**RECORD EXCERPTS**

§

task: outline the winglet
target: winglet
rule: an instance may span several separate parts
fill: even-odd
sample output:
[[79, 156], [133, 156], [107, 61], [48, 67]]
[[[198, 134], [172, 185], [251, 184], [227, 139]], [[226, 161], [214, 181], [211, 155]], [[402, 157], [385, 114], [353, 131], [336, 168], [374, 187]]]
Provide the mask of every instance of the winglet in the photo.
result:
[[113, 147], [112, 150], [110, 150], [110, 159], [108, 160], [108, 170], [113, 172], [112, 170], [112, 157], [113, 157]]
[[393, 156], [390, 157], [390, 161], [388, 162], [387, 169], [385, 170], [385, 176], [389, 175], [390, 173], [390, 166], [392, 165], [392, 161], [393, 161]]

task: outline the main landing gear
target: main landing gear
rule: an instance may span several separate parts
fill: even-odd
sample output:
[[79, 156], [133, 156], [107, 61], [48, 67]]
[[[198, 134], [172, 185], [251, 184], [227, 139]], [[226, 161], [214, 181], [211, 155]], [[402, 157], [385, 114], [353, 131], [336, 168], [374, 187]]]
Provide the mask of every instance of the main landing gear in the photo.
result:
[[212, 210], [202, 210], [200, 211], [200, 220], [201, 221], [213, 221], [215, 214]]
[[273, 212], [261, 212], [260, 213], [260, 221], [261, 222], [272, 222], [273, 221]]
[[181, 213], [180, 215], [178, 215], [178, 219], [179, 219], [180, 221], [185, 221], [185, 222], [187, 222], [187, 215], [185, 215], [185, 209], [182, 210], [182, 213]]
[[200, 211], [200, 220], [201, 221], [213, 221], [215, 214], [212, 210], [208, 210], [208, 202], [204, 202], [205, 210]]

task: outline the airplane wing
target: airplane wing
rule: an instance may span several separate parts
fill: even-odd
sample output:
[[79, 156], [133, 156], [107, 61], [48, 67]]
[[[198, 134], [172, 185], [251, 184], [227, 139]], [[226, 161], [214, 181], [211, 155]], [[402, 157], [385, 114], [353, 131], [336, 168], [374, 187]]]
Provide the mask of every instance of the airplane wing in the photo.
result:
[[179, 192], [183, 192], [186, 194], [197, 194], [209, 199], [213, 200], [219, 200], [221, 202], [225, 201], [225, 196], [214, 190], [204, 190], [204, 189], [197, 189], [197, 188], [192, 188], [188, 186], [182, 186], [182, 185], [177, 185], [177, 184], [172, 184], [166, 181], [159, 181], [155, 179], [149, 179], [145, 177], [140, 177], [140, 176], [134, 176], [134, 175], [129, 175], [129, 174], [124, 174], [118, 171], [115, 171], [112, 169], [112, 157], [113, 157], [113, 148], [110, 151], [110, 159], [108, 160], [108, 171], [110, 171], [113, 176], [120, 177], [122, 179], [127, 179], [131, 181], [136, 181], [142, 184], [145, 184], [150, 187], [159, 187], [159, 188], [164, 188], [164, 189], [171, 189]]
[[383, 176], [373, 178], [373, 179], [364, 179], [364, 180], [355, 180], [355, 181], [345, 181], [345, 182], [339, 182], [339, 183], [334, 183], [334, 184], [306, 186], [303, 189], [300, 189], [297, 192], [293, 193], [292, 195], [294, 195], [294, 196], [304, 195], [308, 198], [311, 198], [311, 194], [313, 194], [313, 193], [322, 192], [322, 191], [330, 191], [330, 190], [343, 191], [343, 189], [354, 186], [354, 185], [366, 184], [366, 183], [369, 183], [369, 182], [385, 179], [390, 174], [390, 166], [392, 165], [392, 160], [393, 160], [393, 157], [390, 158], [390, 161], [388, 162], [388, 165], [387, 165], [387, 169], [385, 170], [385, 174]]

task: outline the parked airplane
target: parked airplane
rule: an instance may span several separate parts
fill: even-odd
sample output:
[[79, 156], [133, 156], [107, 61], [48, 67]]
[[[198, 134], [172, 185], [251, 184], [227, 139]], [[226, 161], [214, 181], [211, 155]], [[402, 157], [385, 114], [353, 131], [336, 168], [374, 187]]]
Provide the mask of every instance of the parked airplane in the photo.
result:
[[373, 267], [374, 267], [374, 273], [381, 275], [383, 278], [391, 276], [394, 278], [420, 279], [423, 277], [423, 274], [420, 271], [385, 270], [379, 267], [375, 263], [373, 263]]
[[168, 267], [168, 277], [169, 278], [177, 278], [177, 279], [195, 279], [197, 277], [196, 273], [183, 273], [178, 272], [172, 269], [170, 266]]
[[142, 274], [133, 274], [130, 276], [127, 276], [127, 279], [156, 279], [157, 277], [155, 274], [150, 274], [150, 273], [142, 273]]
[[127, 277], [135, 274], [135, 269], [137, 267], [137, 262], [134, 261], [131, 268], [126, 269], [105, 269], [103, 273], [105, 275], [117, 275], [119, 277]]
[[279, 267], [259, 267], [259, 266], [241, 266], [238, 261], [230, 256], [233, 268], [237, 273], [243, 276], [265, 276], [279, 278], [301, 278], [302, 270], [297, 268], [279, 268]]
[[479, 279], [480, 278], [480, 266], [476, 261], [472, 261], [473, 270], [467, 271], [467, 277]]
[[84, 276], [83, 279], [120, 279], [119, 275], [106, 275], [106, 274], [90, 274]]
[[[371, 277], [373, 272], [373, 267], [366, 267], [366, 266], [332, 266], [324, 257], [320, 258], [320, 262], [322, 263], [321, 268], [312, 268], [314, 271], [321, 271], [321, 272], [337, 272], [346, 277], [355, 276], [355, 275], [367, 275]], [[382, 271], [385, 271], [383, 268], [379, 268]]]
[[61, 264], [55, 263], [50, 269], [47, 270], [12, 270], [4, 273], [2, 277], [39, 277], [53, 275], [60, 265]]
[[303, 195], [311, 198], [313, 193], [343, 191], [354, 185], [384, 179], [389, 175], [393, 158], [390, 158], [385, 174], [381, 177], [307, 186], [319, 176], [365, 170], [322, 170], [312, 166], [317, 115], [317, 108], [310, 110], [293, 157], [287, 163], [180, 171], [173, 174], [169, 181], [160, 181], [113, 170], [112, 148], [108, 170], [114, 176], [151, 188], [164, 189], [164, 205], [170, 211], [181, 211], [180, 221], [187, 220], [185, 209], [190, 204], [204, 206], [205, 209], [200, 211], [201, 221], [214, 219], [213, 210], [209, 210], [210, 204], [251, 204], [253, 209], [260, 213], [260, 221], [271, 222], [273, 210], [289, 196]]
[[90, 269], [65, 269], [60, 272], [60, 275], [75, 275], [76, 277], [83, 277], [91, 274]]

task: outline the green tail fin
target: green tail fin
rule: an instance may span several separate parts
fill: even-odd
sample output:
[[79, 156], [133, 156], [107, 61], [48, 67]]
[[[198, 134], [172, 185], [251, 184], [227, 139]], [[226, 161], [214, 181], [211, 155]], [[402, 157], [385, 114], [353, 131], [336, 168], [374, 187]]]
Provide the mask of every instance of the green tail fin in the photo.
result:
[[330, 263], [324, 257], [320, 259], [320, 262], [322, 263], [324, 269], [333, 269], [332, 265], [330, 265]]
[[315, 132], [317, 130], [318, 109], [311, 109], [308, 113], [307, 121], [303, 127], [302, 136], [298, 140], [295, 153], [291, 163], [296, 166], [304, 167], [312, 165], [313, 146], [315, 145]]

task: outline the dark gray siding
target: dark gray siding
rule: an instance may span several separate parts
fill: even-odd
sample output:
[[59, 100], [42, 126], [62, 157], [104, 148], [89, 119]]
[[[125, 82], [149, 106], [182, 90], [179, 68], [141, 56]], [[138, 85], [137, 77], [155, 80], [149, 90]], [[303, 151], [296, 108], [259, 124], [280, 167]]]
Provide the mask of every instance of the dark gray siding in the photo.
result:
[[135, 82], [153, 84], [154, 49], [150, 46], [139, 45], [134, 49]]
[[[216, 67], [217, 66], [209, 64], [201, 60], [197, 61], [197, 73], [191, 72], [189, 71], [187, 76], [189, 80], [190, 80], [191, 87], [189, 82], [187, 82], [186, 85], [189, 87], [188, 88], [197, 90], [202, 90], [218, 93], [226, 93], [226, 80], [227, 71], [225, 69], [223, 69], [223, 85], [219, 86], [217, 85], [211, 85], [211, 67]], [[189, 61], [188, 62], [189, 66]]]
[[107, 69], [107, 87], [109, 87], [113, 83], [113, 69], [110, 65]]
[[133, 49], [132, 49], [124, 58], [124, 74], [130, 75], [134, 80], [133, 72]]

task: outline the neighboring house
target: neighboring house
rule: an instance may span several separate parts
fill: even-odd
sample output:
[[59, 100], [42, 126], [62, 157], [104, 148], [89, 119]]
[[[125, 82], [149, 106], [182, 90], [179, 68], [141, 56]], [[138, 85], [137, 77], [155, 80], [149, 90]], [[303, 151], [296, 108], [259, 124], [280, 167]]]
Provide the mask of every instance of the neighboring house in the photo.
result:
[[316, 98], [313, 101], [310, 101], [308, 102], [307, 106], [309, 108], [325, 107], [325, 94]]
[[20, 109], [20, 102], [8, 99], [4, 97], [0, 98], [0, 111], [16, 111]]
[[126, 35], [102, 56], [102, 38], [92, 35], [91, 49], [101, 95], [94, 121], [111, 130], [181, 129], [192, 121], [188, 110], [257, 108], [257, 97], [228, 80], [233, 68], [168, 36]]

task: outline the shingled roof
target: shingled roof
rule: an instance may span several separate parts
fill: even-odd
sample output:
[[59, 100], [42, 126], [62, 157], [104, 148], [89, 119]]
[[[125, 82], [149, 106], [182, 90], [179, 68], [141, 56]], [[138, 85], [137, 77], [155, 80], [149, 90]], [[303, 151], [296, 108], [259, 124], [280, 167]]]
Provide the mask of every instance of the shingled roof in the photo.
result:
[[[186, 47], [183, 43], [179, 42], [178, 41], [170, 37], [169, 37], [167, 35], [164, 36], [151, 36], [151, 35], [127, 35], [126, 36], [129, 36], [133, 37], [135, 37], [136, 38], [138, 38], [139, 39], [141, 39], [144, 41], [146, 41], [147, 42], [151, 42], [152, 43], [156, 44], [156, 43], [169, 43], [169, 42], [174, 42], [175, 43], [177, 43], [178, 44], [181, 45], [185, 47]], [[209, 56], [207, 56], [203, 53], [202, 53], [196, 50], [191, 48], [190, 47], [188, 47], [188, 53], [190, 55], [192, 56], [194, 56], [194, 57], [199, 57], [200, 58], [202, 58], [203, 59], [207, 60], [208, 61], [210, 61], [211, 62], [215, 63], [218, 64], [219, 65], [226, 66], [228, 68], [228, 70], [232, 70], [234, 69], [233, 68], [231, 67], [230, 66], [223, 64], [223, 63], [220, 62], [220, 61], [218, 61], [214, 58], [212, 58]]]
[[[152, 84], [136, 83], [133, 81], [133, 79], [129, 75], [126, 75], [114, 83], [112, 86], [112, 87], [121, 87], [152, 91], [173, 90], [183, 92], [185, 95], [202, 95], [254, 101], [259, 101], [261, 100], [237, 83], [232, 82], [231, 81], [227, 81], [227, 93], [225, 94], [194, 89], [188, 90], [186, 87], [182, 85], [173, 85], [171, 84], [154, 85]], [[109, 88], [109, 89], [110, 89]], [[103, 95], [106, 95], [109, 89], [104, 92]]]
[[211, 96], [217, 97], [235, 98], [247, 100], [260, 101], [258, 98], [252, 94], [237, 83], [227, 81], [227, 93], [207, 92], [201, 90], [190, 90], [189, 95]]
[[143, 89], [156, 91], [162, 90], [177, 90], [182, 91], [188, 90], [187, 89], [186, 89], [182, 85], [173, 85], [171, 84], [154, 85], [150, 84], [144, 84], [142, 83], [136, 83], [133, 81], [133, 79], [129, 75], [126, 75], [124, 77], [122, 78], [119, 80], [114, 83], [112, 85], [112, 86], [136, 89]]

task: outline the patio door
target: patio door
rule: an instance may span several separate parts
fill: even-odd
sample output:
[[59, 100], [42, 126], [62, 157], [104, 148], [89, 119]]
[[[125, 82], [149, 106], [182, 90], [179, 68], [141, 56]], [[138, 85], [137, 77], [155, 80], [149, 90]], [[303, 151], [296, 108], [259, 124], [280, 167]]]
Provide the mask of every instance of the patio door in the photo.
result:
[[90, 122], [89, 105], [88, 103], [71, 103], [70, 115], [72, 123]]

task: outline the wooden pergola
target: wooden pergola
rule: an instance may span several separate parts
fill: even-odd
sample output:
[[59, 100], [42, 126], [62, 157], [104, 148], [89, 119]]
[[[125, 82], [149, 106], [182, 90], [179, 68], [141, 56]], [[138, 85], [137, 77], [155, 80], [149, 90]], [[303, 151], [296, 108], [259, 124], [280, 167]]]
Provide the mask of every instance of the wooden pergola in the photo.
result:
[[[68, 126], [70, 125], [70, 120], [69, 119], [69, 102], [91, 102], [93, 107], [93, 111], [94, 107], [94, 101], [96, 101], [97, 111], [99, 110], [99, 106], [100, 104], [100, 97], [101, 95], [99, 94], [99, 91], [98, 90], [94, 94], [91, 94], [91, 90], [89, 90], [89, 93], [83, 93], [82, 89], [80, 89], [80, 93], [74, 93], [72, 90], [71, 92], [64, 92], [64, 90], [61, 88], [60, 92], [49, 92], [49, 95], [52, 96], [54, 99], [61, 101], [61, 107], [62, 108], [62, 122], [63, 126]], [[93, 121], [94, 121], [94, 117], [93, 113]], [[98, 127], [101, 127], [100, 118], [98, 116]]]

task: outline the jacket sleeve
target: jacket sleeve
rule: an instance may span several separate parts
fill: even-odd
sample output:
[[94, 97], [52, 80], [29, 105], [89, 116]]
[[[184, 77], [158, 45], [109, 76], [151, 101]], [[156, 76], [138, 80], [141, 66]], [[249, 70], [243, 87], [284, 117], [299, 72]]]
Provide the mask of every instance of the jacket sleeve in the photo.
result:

§

**YOUR GOAL**
Could you give everything from the line containing "task: outline the parked airplane" down to the line containing "275], [119, 277]]" as a Markdown table, with an Index column numbering each line and a Line column holding its text, and blank lines left out?

**REPLY TO THE EXERCISE**
| Index | Line |
|---|---|
| 1 | task: outline the parked airplane |
| 2 | target: parked airplane |
| 3 | rule: an instance may span several separate parts |
| 4 | fill: even-odd |
| 5 | sample output: |
| 6 | [[79, 156], [133, 156], [107, 61], [48, 67]] |
| 7 | [[[198, 134], [172, 185], [251, 184], [227, 139]], [[226, 161], [214, 181], [211, 155]], [[402, 157], [385, 114], [353, 131], [336, 168], [374, 187]]] |
| 8 | Provide the mask of every instance of the parked airplane in the photo. |
| 9 | result: |
| 10 | [[373, 267], [374, 267], [374, 273], [381, 275], [383, 278], [391, 276], [394, 278], [420, 279], [423, 277], [423, 274], [420, 271], [385, 270], [379, 267], [375, 263], [373, 263]] |
| 11 | [[168, 267], [168, 277], [169, 278], [177, 278], [177, 279], [195, 279], [197, 277], [196, 273], [183, 273], [178, 272], [172, 269], [170, 266]] |
| 12 | [[142, 274], [133, 274], [130, 276], [127, 276], [127, 279], [156, 279], [157, 277], [155, 274], [150, 274], [150, 273], [142, 273]] |
| 13 | [[127, 277], [135, 274], [135, 269], [137, 267], [137, 262], [134, 261], [131, 268], [126, 269], [105, 269], [103, 273], [105, 275], [117, 275], [119, 277]] |